**Stated goal:**
Find each line in the records below that contains the string "framed". Copy every such line in full.

(Records of labeled boxes)
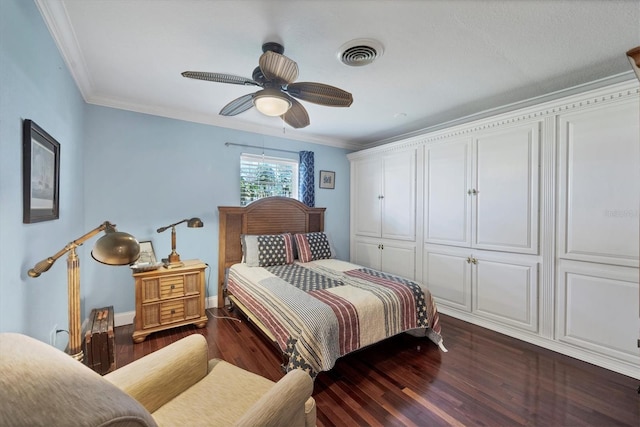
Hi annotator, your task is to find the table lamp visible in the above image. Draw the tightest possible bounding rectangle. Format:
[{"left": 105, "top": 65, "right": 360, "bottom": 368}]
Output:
[
  {"left": 156, "top": 218, "right": 204, "bottom": 268},
  {"left": 28, "top": 221, "right": 140, "bottom": 362}
]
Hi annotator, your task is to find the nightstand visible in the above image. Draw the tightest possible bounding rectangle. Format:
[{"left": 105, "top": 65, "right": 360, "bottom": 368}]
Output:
[{"left": 133, "top": 260, "right": 207, "bottom": 343}]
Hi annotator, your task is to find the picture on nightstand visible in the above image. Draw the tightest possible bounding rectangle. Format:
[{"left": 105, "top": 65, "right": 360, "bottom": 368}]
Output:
[{"left": 136, "top": 240, "right": 158, "bottom": 265}]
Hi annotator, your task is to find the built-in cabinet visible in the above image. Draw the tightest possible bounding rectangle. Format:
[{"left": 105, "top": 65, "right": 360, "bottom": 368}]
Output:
[
  {"left": 348, "top": 80, "right": 640, "bottom": 378},
  {"left": 351, "top": 149, "right": 417, "bottom": 279},
  {"left": 424, "top": 121, "right": 542, "bottom": 254}
]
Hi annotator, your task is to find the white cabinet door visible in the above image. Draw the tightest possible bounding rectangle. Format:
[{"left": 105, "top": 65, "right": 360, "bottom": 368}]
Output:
[
  {"left": 424, "top": 121, "right": 541, "bottom": 254},
  {"left": 471, "top": 251, "right": 538, "bottom": 332},
  {"left": 351, "top": 238, "right": 416, "bottom": 280},
  {"left": 381, "top": 150, "right": 416, "bottom": 241},
  {"left": 380, "top": 241, "right": 416, "bottom": 280},
  {"left": 558, "top": 99, "right": 640, "bottom": 267},
  {"left": 556, "top": 260, "right": 640, "bottom": 366},
  {"left": 422, "top": 245, "right": 538, "bottom": 332},
  {"left": 351, "top": 239, "right": 381, "bottom": 270},
  {"left": 422, "top": 245, "right": 471, "bottom": 313},
  {"left": 351, "top": 157, "right": 382, "bottom": 237},
  {"left": 472, "top": 122, "right": 541, "bottom": 254},
  {"left": 424, "top": 138, "right": 472, "bottom": 247}
]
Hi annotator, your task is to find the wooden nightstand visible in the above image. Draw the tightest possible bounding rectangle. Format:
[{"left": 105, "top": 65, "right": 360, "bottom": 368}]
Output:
[{"left": 133, "top": 260, "right": 207, "bottom": 343}]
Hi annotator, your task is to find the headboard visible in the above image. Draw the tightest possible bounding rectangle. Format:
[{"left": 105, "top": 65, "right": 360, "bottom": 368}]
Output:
[{"left": 218, "top": 197, "right": 326, "bottom": 307}]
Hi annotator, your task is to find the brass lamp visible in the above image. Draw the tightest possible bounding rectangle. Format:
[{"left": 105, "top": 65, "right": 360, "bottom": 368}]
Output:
[
  {"left": 28, "top": 221, "right": 140, "bottom": 362},
  {"left": 156, "top": 218, "right": 204, "bottom": 267}
]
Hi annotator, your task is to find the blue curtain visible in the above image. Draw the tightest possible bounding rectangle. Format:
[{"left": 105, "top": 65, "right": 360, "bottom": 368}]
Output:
[{"left": 298, "top": 151, "right": 316, "bottom": 207}]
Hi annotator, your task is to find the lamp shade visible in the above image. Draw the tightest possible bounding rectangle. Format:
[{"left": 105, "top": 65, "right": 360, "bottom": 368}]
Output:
[
  {"left": 253, "top": 89, "right": 291, "bottom": 116},
  {"left": 187, "top": 218, "right": 204, "bottom": 228},
  {"left": 91, "top": 230, "right": 140, "bottom": 265}
]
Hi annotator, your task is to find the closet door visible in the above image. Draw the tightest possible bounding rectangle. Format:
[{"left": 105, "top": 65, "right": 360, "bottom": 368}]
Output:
[
  {"left": 472, "top": 122, "right": 542, "bottom": 254},
  {"left": 558, "top": 100, "right": 640, "bottom": 267},
  {"left": 351, "top": 157, "right": 382, "bottom": 237},
  {"left": 424, "top": 138, "right": 472, "bottom": 247}
]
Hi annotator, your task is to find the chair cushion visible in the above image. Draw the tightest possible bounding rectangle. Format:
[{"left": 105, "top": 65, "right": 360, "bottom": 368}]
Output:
[
  {"left": 153, "top": 359, "right": 274, "bottom": 427},
  {"left": 0, "top": 333, "right": 156, "bottom": 426}
]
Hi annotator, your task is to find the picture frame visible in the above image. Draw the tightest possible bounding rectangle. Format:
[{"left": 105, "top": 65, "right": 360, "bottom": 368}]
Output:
[
  {"left": 22, "top": 119, "right": 60, "bottom": 224},
  {"left": 320, "top": 171, "right": 336, "bottom": 190},
  {"left": 136, "top": 240, "right": 158, "bottom": 265}
]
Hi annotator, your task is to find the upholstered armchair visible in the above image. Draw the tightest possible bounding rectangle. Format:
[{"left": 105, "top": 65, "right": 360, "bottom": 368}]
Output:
[{"left": 0, "top": 333, "right": 316, "bottom": 426}]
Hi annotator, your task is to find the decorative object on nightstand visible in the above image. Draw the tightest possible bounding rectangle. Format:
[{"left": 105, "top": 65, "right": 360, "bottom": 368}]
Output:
[
  {"left": 157, "top": 218, "right": 204, "bottom": 268},
  {"left": 28, "top": 221, "right": 140, "bottom": 362},
  {"left": 133, "top": 260, "right": 207, "bottom": 343}
]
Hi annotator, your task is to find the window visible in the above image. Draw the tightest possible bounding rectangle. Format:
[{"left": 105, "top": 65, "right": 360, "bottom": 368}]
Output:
[{"left": 240, "top": 154, "right": 298, "bottom": 206}]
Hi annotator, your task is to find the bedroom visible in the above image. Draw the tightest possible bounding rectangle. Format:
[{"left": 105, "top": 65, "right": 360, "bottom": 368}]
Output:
[{"left": 0, "top": 0, "right": 639, "bottom": 426}]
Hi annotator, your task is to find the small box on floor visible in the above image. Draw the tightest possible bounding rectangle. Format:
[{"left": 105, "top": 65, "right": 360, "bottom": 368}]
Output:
[{"left": 84, "top": 306, "right": 116, "bottom": 375}]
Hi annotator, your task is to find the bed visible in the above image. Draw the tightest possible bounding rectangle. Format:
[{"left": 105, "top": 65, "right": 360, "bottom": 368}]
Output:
[{"left": 218, "top": 197, "right": 446, "bottom": 378}]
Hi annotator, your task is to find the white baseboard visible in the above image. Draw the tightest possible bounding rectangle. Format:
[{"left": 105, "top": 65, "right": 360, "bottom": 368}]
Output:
[{"left": 113, "top": 295, "right": 218, "bottom": 327}]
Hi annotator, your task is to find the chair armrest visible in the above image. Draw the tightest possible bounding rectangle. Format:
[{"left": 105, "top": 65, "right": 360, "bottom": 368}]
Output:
[
  {"left": 235, "top": 369, "right": 313, "bottom": 427},
  {"left": 104, "top": 334, "right": 208, "bottom": 413}
]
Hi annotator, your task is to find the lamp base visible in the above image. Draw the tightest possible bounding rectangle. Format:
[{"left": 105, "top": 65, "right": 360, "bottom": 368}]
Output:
[
  {"left": 67, "top": 350, "right": 84, "bottom": 362},
  {"left": 164, "top": 261, "right": 184, "bottom": 268}
]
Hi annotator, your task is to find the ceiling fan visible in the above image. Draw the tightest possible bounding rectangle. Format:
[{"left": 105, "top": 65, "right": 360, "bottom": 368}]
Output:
[{"left": 182, "top": 42, "right": 353, "bottom": 129}]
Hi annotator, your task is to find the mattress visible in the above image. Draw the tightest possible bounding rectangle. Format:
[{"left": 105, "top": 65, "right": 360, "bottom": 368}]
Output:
[{"left": 227, "top": 259, "right": 446, "bottom": 377}]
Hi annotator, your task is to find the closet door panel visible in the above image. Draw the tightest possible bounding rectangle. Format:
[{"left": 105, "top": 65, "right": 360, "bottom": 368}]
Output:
[
  {"left": 424, "top": 138, "right": 471, "bottom": 247},
  {"left": 558, "top": 102, "right": 640, "bottom": 266},
  {"left": 352, "top": 158, "right": 382, "bottom": 237},
  {"left": 382, "top": 150, "right": 416, "bottom": 241},
  {"left": 556, "top": 260, "right": 640, "bottom": 366},
  {"left": 473, "top": 122, "right": 541, "bottom": 254},
  {"left": 422, "top": 245, "right": 471, "bottom": 312}
]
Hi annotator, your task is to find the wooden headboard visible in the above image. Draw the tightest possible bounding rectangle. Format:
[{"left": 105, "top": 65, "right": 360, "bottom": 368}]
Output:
[{"left": 218, "top": 197, "right": 326, "bottom": 307}]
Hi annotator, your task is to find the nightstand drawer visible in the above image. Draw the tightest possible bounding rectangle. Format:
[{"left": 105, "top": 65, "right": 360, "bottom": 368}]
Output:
[
  {"left": 160, "top": 300, "right": 184, "bottom": 325},
  {"left": 160, "top": 275, "right": 184, "bottom": 299}
]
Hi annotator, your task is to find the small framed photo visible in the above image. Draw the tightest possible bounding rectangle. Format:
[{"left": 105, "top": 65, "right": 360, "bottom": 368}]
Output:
[
  {"left": 136, "top": 240, "right": 158, "bottom": 265},
  {"left": 22, "top": 119, "right": 60, "bottom": 224},
  {"left": 320, "top": 171, "right": 336, "bottom": 190}
]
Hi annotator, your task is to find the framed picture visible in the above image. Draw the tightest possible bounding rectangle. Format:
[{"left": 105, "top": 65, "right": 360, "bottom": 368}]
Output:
[
  {"left": 136, "top": 240, "right": 158, "bottom": 265},
  {"left": 22, "top": 119, "right": 60, "bottom": 224},
  {"left": 320, "top": 171, "right": 336, "bottom": 190}
]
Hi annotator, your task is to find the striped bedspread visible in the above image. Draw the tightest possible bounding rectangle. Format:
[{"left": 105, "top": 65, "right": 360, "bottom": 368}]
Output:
[{"left": 227, "top": 259, "right": 444, "bottom": 377}]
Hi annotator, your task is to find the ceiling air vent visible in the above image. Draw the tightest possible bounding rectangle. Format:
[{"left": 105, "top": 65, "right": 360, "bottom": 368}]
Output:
[{"left": 338, "top": 39, "right": 384, "bottom": 67}]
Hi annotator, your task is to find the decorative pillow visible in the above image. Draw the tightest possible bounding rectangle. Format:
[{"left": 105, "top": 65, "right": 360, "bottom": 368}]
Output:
[
  {"left": 294, "top": 233, "right": 333, "bottom": 262},
  {"left": 240, "top": 233, "right": 293, "bottom": 267}
]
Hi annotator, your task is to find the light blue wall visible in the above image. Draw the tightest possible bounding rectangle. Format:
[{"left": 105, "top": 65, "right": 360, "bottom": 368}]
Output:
[
  {"left": 0, "top": 0, "right": 349, "bottom": 348},
  {"left": 83, "top": 105, "right": 349, "bottom": 313},
  {"left": 0, "top": 0, "right": 84, "bottom": 348}
]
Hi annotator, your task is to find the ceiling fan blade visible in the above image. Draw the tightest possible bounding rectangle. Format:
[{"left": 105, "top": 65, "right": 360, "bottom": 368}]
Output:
[
  {"left": 286, "top": 82, "right": 353, "bottom": 107},
  {"left": 220, "top": 93, "right": 255, "bottom": 116},
  {"left": 258, "top": 50, "right": 298, "bottom": 85},
  {"left": 282, "top": 98, "right": 311, "bottom": 129},
  {"left": 182, "top": 71, "right": 262, "bottom": 86}
]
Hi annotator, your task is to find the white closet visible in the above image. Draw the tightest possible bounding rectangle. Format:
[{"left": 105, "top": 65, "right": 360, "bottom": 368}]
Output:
[
  {"left": 348, "top": 80, "right": 640, "bottom": 379},
  {"left": 351, "top": 149, "right": 416, "bottom": 279}
]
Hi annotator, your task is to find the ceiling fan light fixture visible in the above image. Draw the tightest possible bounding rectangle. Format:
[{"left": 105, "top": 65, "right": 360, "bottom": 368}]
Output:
[{"left": 253, "top": 89, "right": 291, "bottom": 117}]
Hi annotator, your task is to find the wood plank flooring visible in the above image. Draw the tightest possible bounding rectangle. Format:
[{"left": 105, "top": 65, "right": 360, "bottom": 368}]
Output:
[{"left": 116, "top": 309, "right": 640, "bottom": 427}]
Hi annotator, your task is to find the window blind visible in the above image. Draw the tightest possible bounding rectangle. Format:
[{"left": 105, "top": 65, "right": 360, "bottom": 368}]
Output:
[{"left": 240, "top": 153, "right": 298, "bottom": 206}]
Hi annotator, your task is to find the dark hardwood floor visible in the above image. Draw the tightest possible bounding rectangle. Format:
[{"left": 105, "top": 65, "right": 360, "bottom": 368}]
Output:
[{"left": 116, "top": 309, "right": 640, "bottom": 427}]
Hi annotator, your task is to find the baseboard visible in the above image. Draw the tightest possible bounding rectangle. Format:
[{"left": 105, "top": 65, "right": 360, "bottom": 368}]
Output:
[
  {"left": 113, "top": 295, "right": 218, "bottom": 327},
  {"left": 438, "top": 305, "right": 640, "bottom": 379}
]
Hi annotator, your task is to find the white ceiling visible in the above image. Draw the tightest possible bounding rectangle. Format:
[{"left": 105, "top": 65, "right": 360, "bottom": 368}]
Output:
[{"left": 36, "top": 0, "right": 640, "bottom": 149}]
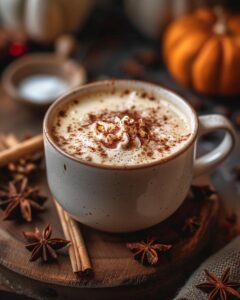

**Solution:**
Hi annotator, your task is to find the small framed photo visible in the above image. Draw the tightest possible bounding rectangle. Format:
Hi annotator, your task is to find the framed picture visible in the above image. Draw the tightest possible bounding rectangle. Format:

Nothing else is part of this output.